- [Exercise objective]:
Lines from the one containing "leg shown in this photo." through the last line of the data are to be repeated word for word, both ends included.

- [Data records]:
.....

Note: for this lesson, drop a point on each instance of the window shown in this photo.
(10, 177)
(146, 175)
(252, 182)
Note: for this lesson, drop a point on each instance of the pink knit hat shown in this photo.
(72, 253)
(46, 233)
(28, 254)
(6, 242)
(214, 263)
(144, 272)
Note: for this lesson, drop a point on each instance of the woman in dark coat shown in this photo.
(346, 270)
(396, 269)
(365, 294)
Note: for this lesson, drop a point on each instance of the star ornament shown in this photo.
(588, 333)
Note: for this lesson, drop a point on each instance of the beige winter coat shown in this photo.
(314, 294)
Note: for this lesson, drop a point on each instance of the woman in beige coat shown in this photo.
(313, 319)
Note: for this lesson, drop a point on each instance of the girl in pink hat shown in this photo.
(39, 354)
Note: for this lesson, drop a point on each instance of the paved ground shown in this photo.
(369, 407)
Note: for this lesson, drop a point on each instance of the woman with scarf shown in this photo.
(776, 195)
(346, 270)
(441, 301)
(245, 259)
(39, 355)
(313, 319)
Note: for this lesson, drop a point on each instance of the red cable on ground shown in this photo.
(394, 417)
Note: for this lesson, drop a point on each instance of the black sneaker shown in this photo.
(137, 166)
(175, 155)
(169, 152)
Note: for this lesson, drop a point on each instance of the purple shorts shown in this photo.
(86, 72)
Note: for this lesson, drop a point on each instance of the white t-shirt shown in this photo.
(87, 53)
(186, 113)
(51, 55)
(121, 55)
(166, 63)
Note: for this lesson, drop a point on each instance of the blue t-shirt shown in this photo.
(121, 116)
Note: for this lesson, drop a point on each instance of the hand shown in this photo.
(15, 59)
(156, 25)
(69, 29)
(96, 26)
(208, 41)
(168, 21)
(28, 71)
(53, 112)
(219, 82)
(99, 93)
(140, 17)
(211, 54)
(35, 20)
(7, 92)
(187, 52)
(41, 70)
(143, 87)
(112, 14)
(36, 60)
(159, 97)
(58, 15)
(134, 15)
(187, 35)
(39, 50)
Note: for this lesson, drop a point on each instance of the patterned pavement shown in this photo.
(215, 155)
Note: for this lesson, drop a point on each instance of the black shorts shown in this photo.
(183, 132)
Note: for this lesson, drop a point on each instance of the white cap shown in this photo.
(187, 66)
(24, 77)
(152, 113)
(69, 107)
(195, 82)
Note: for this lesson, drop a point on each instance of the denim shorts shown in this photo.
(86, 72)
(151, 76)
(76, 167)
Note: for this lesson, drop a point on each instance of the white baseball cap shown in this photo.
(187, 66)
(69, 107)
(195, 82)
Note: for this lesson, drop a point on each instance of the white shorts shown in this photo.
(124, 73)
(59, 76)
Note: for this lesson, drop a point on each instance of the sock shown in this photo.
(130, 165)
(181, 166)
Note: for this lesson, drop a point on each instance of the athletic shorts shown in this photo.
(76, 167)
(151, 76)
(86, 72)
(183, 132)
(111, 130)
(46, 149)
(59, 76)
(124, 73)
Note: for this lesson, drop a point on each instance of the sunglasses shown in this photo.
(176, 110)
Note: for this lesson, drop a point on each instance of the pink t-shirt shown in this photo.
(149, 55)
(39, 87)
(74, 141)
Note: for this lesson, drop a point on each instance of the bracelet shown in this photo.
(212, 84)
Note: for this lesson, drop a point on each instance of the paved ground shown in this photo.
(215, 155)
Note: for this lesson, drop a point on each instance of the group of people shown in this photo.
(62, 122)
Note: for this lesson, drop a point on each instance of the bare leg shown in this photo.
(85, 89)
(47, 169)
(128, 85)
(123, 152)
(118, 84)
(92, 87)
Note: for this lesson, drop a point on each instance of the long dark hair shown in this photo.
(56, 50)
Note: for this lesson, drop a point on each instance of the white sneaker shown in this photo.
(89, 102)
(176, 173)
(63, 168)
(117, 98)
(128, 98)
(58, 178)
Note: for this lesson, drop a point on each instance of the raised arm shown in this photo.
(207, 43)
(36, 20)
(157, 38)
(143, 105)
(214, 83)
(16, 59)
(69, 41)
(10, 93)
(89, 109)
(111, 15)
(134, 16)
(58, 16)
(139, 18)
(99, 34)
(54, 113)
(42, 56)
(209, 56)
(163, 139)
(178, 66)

.....

- [Answer for this exercise]:
Note: for this lesson, drop a point on each instance of the bare leg shown in this photo.
(85, 89)
(47, 169)
(128, 85)
(123, 152)
(118, 84)
(92, 87)
Note: for this lesson, drop a point on each instance of the long dark hair shown in this photo.
(56, 50)
Note: for this lesson, drop a point on each instance of the white sneaker shown in this photo.
(89, 102)
(176, 173)
(63, 168)
(117, 98)
(128, 98)
(58, 178)
Note: for this lesson, drop a point on each instance of the raised arm shown in this photo.
(207, 43)
(36, 20)
(157, 38)
(143, 105)
(214, 83)
(16, 59)
(69, 41)
(10, 93)
(89, 109)
(111, 15)
(134, 16)
(58, 16)
(139, 18)
(99, 34)
(54, 113)
(42, 56)
(209, 56)
(163, 139)
(178, 66)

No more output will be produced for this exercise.